Your instructions → Swap "photo" for "image" throughout the entries below, leaving everything else as it stands.

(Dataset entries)
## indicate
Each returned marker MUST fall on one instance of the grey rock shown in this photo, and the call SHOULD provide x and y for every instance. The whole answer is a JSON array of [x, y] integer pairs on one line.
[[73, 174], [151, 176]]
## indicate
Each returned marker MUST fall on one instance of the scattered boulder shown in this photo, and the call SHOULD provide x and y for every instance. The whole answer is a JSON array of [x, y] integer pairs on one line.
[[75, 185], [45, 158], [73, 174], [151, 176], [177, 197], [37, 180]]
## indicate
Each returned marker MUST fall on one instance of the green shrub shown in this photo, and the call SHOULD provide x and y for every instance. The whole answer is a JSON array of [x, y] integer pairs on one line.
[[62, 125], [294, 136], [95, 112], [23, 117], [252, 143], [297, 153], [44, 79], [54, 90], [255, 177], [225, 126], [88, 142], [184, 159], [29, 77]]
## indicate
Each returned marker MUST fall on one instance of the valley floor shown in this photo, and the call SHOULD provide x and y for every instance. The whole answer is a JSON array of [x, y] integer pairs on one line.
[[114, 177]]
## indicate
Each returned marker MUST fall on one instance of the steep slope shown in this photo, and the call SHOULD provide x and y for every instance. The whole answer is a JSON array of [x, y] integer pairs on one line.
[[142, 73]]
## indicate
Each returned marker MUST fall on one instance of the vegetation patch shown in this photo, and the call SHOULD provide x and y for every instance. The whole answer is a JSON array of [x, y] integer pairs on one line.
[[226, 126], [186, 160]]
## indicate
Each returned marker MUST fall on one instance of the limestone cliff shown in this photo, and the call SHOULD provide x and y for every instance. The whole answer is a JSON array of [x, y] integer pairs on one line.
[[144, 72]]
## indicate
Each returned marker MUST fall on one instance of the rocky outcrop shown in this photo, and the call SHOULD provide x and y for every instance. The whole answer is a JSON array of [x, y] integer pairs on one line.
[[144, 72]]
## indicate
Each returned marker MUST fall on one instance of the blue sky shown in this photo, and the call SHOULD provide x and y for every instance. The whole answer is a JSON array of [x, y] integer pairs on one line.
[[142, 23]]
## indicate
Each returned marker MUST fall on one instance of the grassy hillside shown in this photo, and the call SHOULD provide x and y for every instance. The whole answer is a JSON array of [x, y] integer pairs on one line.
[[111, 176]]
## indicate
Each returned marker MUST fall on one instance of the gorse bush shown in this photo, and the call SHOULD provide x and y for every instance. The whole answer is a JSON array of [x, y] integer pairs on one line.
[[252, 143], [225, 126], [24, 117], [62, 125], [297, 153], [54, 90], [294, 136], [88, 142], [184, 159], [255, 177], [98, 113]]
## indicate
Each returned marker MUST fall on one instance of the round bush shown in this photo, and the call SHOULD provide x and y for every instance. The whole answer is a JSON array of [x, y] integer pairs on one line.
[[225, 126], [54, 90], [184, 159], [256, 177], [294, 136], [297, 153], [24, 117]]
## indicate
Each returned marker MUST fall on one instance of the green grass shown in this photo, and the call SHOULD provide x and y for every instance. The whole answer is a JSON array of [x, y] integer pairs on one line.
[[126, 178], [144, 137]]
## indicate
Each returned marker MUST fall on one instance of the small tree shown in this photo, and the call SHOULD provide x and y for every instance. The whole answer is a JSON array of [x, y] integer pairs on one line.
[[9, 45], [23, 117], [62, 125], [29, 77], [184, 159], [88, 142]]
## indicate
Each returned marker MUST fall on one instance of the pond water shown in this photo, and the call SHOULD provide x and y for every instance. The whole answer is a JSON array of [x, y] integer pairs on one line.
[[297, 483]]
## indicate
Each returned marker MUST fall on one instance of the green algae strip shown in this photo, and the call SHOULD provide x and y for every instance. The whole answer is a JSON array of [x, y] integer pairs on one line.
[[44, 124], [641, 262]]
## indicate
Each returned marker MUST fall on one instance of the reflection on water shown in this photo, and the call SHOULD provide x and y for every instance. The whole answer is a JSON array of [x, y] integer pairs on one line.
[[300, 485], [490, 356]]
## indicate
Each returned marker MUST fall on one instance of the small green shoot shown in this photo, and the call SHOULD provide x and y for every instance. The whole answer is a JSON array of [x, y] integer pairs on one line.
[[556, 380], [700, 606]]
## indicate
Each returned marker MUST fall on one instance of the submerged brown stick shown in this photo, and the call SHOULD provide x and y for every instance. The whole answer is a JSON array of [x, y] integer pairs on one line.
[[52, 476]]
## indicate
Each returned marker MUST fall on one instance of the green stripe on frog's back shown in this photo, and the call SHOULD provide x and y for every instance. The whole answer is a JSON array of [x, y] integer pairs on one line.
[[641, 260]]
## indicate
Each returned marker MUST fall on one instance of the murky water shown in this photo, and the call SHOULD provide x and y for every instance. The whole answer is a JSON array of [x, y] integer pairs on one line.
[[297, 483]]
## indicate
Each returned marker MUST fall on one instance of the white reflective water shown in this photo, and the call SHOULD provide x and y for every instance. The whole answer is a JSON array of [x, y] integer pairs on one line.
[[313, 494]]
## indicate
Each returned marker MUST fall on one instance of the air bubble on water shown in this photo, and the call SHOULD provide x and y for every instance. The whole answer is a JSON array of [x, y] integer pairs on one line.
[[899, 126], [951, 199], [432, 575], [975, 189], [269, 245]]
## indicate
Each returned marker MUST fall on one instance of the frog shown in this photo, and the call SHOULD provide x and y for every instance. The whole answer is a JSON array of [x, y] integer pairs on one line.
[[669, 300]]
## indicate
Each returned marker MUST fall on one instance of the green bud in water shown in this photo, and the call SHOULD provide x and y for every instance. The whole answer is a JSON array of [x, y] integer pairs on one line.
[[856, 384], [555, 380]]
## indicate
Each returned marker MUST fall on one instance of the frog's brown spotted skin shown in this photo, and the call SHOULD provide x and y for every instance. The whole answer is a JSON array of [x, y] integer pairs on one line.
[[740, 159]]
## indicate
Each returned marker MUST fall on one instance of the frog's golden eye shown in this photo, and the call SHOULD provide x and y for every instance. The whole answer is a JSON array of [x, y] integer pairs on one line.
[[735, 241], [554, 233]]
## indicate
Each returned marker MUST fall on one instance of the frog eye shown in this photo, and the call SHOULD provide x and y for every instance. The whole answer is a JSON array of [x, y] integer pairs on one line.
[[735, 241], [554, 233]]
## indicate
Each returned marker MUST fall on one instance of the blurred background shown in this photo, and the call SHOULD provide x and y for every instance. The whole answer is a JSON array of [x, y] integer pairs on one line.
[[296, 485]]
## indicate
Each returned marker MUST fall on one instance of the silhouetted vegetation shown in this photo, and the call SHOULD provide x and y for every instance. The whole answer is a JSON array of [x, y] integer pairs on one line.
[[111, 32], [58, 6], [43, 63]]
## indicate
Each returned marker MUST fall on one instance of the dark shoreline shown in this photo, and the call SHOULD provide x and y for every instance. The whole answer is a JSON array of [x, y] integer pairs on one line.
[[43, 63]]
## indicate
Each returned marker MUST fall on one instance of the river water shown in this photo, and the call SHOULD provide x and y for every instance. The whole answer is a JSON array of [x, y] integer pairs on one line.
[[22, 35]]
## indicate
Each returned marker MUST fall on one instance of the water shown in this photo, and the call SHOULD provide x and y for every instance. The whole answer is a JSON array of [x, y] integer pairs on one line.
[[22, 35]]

Written answer →
## indicate
Each returned marker MUST fall on one instance of the grey rock shown in this image, and the call SHOULD provide x and y for every instance. The whole answer is a JSON array of [x, y] integer pairs on one line.
[[73, 174], [151, 176]]
## indicate
Each returned marker MUST fall on one instance of the scattered boulder shown in this image, and the call SHOULD provide x and y for every instance. The whole answer is a JSON array of [x, y] integer pairs on one line.
[[75, 185], [45, 158], [73, 174], [151, 176], [177, 197], [37, 180]]
## indicate
Each returned marker MUST fall on one instance of the green shrub shown in this image, and the call SHOULD provide x and y for every instance. The whole answer is a JSON array of [x, y] integer pairs on one line.
[[62, 125], [294, 136], [95, 112], [23, 117], [252, 143], [297, 153], [44, 79], [54, 90], [255, 177], [225, 126], [88, 142], [184, 159], [29, 77]]
## indicate
Each returned marker MUST fall on one instance of the valley floor shown in this image, and the call SHOULD provide x and y for every instance. The whole answer is a JSON array of [x, y] integer pairs on one line.
[[114, 177]]
## indicate
Each returned marker MUST fall on one instance of the steep slope shown in this image, and the call SHOULD provide x and y for every instance. The whole answer is a JSON array of [x, y] integer pairs on one line.
[[142, 73]]
## indicate
Each returned marker MUST fall on one instance of the vegetation patch shown in this image, and the call SHOULD provide x and y for every instance. The whole answer is a JSON array of [x, y] integer pairs on one line.
[[226, 126], [186, 160]]
## indicate
Each returned marker MUST fall on one instance of the limestone cliff shown in this image, and the call SHOULD provide x and y for every instance. The whole answer is a JSON array of [x, y] integer pairs on one line.
[[144, 72]]
## indicate
Each returned marker MUST fall on one instance of the rocky outcrop shown in this image, and the call SHOULD provide x and y for every instance. The whole answer is a JSON array of [x, y] integer pairs on one line.
[[144, 72]]
## indicate
Each returned marker MUST fall on one instance of the blue sky shown in this image, and the call SHOULD provide x and y for every instance. The whole answer is a JSON array of [x, y] integer pairs on one line.
[[142, 23]]
## indicate
Each returned marker MUST fall on one instance of the grassy hillside shown in this image, and the call SHOULD provide x and y for every instance. The whole answer is a JSON array of [x, y] integer pairs on one line.
[[111, 176]]
## indicate
Each returned marker MUST fall on one instance of the gorse bush shown in this image, and the call SHOULD provide x and y for every instance. The whole answer is a JSON array of [x, y] integer pairs on one line.
[[252, 143], [225, 126], [24, 117], [62, 125], [297, 153], [54, 90], [294, 136], [88, 142], [184, 159], [255, 177], [98, 113]]
## indicate
Each returned marker MUST fall on one instance of the round bush shown in this image, and the call SHOULD provide x and y for every instance. The whole answer is a JSON array of [x, y] integer pairs on one line.
[[225, 126], [54, 90], [184, 159], [256, 177], [294, 136], [297, 153], [24, 117]]
## indicate
Each returned marker MUST fall on one instance of the green grass shown in this image, and the call SHOULD provide x and y for every instance. The whole answer is a JSON array of [x, y] integer pairs on one line.
[[126, 178], [144, 137]]
## indicate
Each returned marker MUST fall on one instance of the small tree shown in this image, and the call SHOULD provide x and y for every instance. The whole answer is a JSON array of [x, y] integer pairs on one line.
[[9, 45], [23, 117], [62, 125], [29, 77], [184, 159], [88, 142]]
## indicate
Each returned marker MUST fall on one instance of the pond water shown in this image, and the call SHOULD provide x and y for every instance. The whole answer is a JSON array of [x, y] integer pairs on one line.
[[297, 483]]
## indicate
Each returned marker MUST fall on one instance of the green algae strip shown in this image, and the call SHOULD provide x and y for every instance. The whole answer is a JSON array of [x, y] integer pairs on one line.
[[44, 124], [641, 262]]
## indicate
Each returned marker MUST fall on one instance of the reflection on water shown in this image, and the call SHOULD provide x and y for every instance. The whole answer is a JSON array of [x, y] integer pairs on one line.
[[300, 485], [490, 356]]
## indicate
Each returned marker MUST fall on one instance of the small green shoot shown in this image, and the call SHOULD provide x and y for every instance. The whole answer is a JSON array of [x, y] integer pairs on one line.
[[556, 380], [700, 606]]
## indicate
Each returned marker MUST fall on one instance of the submerged brown stick shown in this image, and the call SHOULD provide x and y for every instance. The whole answer is a JSON array of [x, y] integer pairs on one line.
[[52, 476]]
## indicate
Each returned marker MUST fall on one instance of the green stripe on frog's back shown in this image, and the call SHOULD provide x and y for every instance. The whole answer is a JSON array of [x, y] integer pairs on one line.
[[641, 260]]
## indicate
Each returned marker MUST fall on one instance of the murky water shown in this image, and the call SHOULD provide x and y for every instance. The whole answer is a JSON array of [x, y] integer pairs on one line.
[[297, 483]]
## indicate
Each returned marker MUST fall on one instance of the white reflective water shown in this image, and the call SHOULD provide x and y for every instance. The whole answer is a JSON array of [x, y] integer pairs on one line.
[[313, 494]]
## indicate
Each returned marker MUST fall on one instance of the air bubble on water shown in this image, and the call SHOULD provide x and y for every instance. The whole answer is a JSON array of [x, y] integer pairs on one line.
[[899, 126], [951, 199], [432, 575], [975, 189], [269, 245]]
## indicate
Each returned marker MUST fall on one instance of the frog shown in this image, and the call SHOULD provide x and y for every instance. The whole answer is a JSON array of [x, y] integer pairs on one line.
[[669, 300]]
## indicate
Each returned marker MUST fall on one instance of the green bud in water shown in this image, and the call SHOULD provide x and y for every instance. The whole answer is a JSON array of [x, y] integer pairs on one line.
[[856, 384], [555, 380]]
## indicate
Each returned marker MUST fall on one instance of the frog's brown spotted skin shown in this image, and the call SHOULD provide x and y for every instance. The whole answer is a JSON array of [x, y] integer pairs on one line.
[[740, 159]]
## indicate
Each returned marker MUST fall on one instance of the frog's golden eye shown in this image, and the call SHOULD provide x and y for every instance. The whole answer is a JSON array of [x, y] integer pairs on one line.
[[735, 241], [554, 233]]
## indicate
Each returned marker MUST fall on one instance of the frog eye shown in this image, and the call SHOULD provide x and y for every instance. The whole answer is a JSON array of [x, y] integer pairs on one line.
[[735, 241], [554, 233]]
## indicate
Each returned marker MUST fall on one instance of the blurred background shown in this image, and the call SHOULD provide x and y for every instance. The whole answer is a JSON array of [x, y] integer pairs on one line.
[[296, 485]]
## indicate
Each returned marker MUST fall on one instance of the silhouetted vegetation shown in this image, and the call SHOULD provide x and y for every instance. The whole answer is a JSON array of [x, y] integer pairs on one line.
[[111, 32], [58, 6], [43, 63]]
## indicate
Each returned marker MUST fall on one instance of the dark shoreline shown in this image, and the call SHOULD provide x and y for every instance. The whole answer is a JSON array of [x, y] integer pairs on one line.
[[43, 63]]
## indicate
Each returned marker MUST fall on one instance of the river water shown in this image, and the call SHOULD provide x and y for every instance. The whole answer is a JSON array of [x, y] integer pairs on one line.
[[22, 35]]
## indicate
Each returned marker MUST fall on one instance of the water shown in this image, and the call SHOULD provide x and y for every instance. The whole answer is a JSON array of [x, y] integer pairs on one line.
[[22, 35]]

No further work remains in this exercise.